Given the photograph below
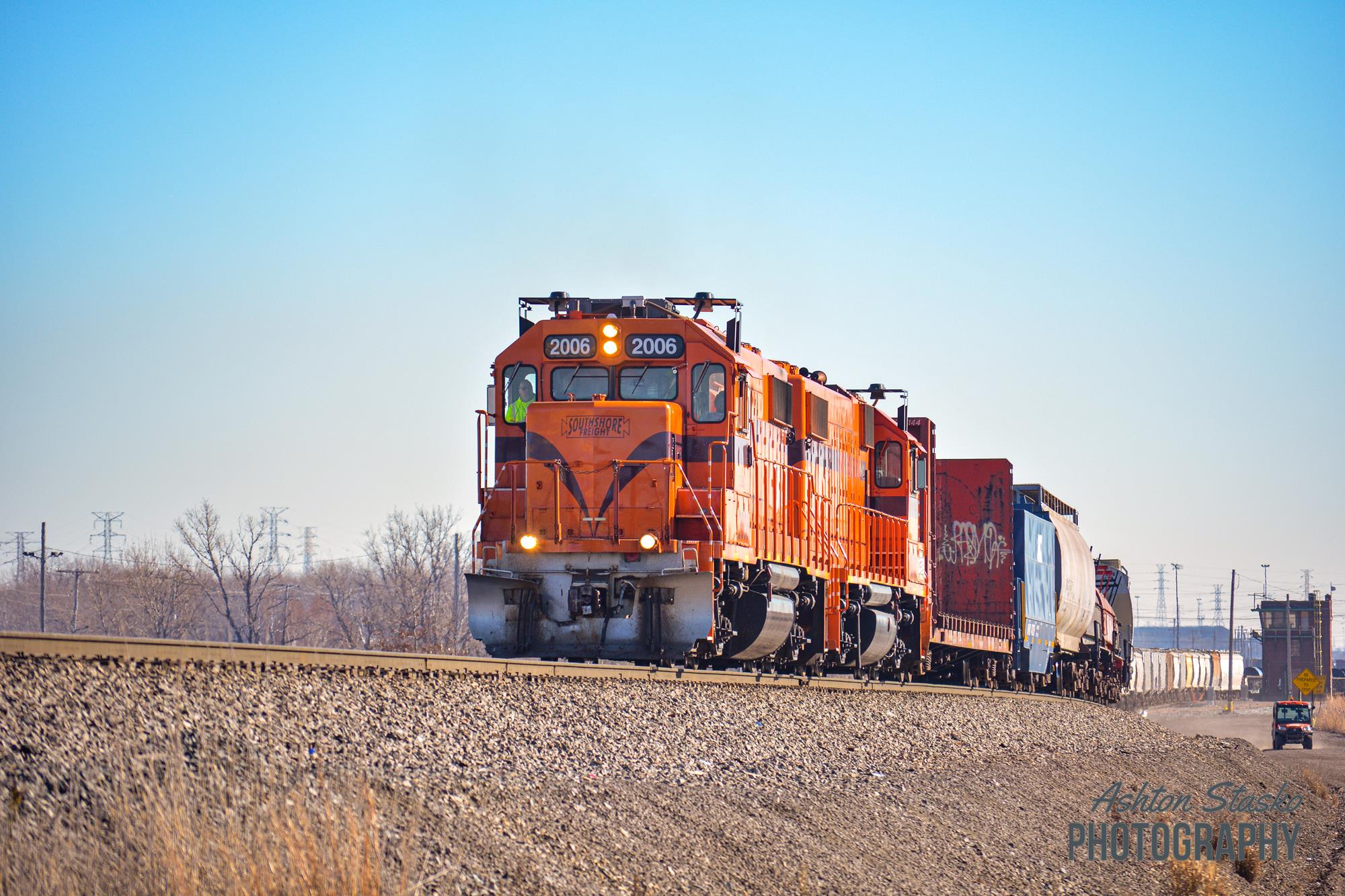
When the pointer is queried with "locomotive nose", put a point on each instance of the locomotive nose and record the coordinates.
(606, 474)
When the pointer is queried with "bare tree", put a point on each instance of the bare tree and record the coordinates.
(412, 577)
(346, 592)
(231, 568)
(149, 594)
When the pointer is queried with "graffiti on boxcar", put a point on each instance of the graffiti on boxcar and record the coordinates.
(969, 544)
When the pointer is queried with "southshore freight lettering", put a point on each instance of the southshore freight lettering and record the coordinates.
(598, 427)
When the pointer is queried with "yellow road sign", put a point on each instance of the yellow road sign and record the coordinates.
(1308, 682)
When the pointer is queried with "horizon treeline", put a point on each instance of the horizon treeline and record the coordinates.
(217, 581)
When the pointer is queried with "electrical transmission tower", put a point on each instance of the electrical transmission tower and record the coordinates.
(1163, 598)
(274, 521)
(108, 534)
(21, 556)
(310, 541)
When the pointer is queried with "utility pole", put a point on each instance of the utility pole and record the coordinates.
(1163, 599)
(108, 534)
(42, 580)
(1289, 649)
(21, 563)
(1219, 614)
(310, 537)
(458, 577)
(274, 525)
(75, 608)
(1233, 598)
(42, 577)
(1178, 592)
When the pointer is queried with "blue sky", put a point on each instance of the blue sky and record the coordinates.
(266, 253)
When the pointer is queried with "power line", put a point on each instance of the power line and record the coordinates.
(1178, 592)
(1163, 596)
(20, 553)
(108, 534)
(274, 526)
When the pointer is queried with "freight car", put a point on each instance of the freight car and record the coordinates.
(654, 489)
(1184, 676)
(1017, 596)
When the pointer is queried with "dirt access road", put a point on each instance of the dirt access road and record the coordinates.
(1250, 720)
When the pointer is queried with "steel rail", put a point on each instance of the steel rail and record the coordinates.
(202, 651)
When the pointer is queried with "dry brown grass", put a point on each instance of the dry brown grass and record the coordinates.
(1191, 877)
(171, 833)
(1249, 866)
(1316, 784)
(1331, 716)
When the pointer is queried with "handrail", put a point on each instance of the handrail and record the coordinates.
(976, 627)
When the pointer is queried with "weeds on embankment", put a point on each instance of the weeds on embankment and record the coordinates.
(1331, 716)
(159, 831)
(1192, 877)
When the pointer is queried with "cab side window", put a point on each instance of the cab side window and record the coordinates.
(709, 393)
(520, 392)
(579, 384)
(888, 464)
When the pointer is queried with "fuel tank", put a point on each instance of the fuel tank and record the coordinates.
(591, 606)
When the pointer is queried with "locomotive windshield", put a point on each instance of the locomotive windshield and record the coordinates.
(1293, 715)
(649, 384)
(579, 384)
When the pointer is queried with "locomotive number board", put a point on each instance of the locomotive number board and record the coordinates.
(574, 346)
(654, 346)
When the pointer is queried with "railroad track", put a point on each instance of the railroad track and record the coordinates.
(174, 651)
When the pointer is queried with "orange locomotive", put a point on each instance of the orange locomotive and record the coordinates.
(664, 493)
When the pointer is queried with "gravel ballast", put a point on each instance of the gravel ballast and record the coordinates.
===============
After locating the line that holds "track and record the coordinates.", print it and each line after it through the end of the data, exactly as it stands.

When the pointer is queried with "railroad track", put a point on each instance of the railroad track and record the coordinates.
(174, 651)
When the pointer is queried with "orange locomotive", put a point on each instance of the orange locomotive and record the coordinates.
(664, 493)
When the pointer is queried with "gravel ballast", put a point on each instance of the gravel ballast and record the coordinates.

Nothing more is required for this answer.